(Data listing)
★ ★ ★ ★ ★ ★ ★

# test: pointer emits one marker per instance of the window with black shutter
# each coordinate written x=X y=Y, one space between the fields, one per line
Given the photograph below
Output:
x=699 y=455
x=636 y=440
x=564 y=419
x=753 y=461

★ ★ ★ ★ ★ ★ ★

GOAL: Express every line of the material above as a numbered list, omitting blank lines.

IN RESPONSE:
1. # test: pointer emits one marker per instance of the window with black shutter
2. # each coordinate written x=X y=Y, one space between the fields, one per line
3. Given the photograph below
4. Output:
5. x=699 y=455
6. x=636 y=440
7. x=564 y=419
8. x=753 y=461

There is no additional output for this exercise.